# [Kutipan Diskusi]
○ ○ ○ ○ ○
Terlalu dipaksakan..
TAN:
Benar. Setidaknya saya bisa pakai rujukan dari ajaran non Mahayanis untuk mendukung teori saya di atas. Kalau ini bukan kelahiran terakhir dari sosok Tan, maka berarti di masa yang akan datang masih ada sosok Tan lagi. Itu berarti ada suatu “atta” kekal yang terlahir berulang-ulang. Nah itu adalah ajaran eternalis bukan? Tentunya Anda tidak mau disebut eternalis khan?
XUVIE:
Memang benar, tetapi berhub sebagaimana kaum non-Mahayanis meyakini kanon Pali, dan Anda sbg kaum Mahayana pun mengakui kebenaran Agama Sutra, maka bisa kembali lagi ke 4 kewibawaan utk mengecek ke Dhamma-Vinaya yg telah diajarkan Sang Gotama.
○ ○ ○ ○ ○
# [Bagian Data]

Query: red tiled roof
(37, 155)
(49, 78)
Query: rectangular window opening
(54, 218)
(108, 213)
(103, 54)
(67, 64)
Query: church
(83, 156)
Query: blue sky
○ ○ ○ ○ ○
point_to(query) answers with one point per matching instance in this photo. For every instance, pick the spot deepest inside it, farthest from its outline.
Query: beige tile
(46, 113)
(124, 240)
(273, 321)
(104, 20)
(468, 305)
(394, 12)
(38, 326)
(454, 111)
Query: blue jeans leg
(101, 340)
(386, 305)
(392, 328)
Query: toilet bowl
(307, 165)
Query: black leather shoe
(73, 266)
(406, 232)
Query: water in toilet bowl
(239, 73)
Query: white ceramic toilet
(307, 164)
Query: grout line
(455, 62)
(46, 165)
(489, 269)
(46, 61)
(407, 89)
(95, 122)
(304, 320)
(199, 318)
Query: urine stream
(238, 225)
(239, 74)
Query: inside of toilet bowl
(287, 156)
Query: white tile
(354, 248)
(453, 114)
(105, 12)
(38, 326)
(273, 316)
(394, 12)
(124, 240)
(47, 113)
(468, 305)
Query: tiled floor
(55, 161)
○ ○ ○ ○ ○
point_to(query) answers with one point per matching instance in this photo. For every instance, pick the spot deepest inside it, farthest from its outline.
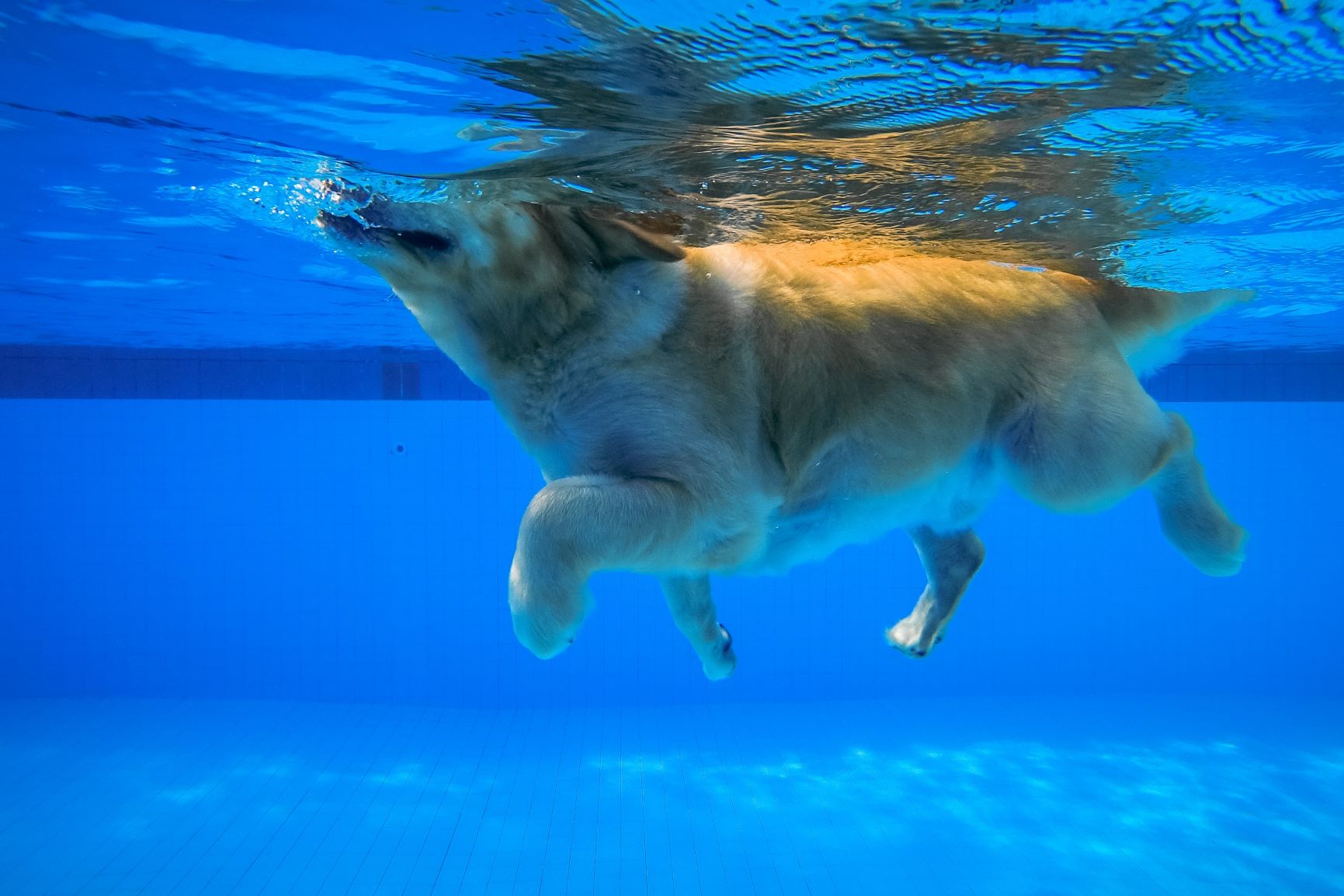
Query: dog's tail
○ ○ ○ ○ ○
# [Daftar Tugas]
1. Sebutkan semua kata yang ditulis dalam bentuk singkatan pada tanggapan XUVIE di kutipan diskusi, sesuai urutan kemunculannya.
2. Cetak bagian kutipan diskusi yang diawali kata-kata yang memuat "Terlalu dipaksakan.." dan diakhiri dengan "disebut eternalis khan?".
3. Terjemahkan kalimat "Itu berarti ada suatu “atta” kekal yang terlahir berulang-ulang." dari kutipan diskusi ke dalam bahasa Inggris.

# [Pembahasan Jawaban]
1. berhub, sbg, utk, yg

2.
Terlalu dipaksakan..
TAN:
Benar. Setidaknya saya bisa pakai rujukan dari ajaran non Mahayanis untuk mendukung teori saya di atas. Kalau ini bukan kelahiran terakhir dari sosok Tan, maka berarti di masa yang akan datang masih ada sosok Tan lagi. Itu berarti ada suatu “atta” kekal yang terlahir berulang-ulang. Nah itu adalah ajaran eternalis bukan? Tentunya Anda tidak mau disebut eternalis khan?

3. That means there is an eternal “atta” that is born again and again.